_Découvrir le contenu_:
1 - Recopiez un passage du texte sur l'absentéisme : commencez aux mots « Julie Cousineau va » et arrêtez-vous après « réorganisation du travail. ».
2 - D'après le texte sur l'absentéisme, qui s'occupe de la gestion de l'absentéisme dans les PME ?

Julie Cousineau va plus loin. « Trop de gestionnaires se limitent au taux d’absentéisme sans considérer l’incidence des absences de plus de cinq jours, souvent déterminantes. Par exemple, une organisation peut recenser plus de nouvelles invalidités de très courte durée et obtenir le même taux qu’une autre qui en compterait moins, mais qui seraient de longue durée. Pourtant, il s’agit de deux enjeux distincts aux impacts organisationnels différents, notamment en ce qui a trait à la réorganisation du travail.

Une affaire d’équipe ?
Afin d’assurer les meilleures pratiques et un suivi efficace, à qui revient la responsabilité de la gestion de l’absentéisme ? « Dans les grandes organisations, aux ressources humaines, à coup sûr. Dans les PME, au gestionnaire d’équipe. Dans les deux cas, il s’agit des meilleures personnes susceptibles de monitorer et d’intervenir », souligne David Willows.

_Provenance des données_:

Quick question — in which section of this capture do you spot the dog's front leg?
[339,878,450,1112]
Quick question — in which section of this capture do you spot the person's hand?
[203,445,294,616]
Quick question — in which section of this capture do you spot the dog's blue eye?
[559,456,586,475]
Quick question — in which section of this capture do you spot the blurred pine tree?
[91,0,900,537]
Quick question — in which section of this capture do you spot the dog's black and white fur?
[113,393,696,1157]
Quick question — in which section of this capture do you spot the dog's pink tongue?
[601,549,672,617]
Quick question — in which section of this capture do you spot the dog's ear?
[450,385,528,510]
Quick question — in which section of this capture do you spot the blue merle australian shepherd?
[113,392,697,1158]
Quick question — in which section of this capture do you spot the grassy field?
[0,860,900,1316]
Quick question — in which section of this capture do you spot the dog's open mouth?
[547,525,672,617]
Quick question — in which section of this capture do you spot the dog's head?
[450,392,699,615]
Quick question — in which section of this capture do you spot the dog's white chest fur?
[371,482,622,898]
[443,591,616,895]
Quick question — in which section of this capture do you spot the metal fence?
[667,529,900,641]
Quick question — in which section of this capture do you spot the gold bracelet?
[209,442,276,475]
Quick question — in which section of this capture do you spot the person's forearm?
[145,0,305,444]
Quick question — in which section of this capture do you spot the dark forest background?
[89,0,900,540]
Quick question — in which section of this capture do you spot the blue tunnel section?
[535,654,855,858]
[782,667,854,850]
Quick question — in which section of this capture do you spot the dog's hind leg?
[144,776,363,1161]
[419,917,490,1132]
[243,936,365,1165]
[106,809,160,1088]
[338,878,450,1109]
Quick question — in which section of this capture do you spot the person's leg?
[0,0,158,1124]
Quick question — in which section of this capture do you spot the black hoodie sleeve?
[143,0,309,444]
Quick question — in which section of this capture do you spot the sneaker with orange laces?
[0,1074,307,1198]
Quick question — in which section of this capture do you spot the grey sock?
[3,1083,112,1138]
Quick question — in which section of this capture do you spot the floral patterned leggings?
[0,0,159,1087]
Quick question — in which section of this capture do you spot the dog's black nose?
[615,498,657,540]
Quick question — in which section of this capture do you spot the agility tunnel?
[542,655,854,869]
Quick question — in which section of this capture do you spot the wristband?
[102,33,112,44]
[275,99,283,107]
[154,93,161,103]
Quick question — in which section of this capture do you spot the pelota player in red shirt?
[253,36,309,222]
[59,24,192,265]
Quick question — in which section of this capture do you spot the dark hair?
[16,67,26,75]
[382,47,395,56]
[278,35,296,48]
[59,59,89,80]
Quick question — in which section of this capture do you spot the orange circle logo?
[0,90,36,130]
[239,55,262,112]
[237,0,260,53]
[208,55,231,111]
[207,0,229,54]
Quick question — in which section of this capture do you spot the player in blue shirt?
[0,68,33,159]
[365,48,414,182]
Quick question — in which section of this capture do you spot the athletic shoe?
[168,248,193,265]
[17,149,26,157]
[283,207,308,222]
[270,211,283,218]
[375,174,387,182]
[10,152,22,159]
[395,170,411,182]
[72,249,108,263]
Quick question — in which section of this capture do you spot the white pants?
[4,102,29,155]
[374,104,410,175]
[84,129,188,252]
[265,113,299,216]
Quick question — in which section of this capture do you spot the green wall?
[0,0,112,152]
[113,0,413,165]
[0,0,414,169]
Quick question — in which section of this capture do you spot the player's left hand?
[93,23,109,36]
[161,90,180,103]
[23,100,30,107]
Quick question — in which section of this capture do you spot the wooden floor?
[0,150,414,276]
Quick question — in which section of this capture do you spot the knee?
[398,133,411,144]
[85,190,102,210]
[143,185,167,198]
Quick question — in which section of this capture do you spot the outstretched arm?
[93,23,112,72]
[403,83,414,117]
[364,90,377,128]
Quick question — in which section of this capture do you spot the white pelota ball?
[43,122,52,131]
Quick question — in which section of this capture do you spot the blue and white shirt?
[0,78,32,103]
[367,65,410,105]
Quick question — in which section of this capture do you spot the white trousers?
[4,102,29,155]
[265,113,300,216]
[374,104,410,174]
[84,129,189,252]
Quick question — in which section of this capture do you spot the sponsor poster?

_Corrigé par tâche_:
1 -
Julie Cousineau va plus loin. « Trop de gestionnaires se limitent au taux d’absentéisme sans considérer l’incidence des absences de plus de cinq jours, souvent déterminantes. Par exemple, une organisation peut recenser plus de nouvelles invalidités de très courte durée et obtenir le même taux qu’une autre qui en compterait moins, mais qui seraient de longue durée. Pourtant, il s’agit de deux enjeux distincts aux impacts organisationnels différents, notamment en ce qui a trait à la réorganisation du travail.

2 - Le gestionnaire d'équipe.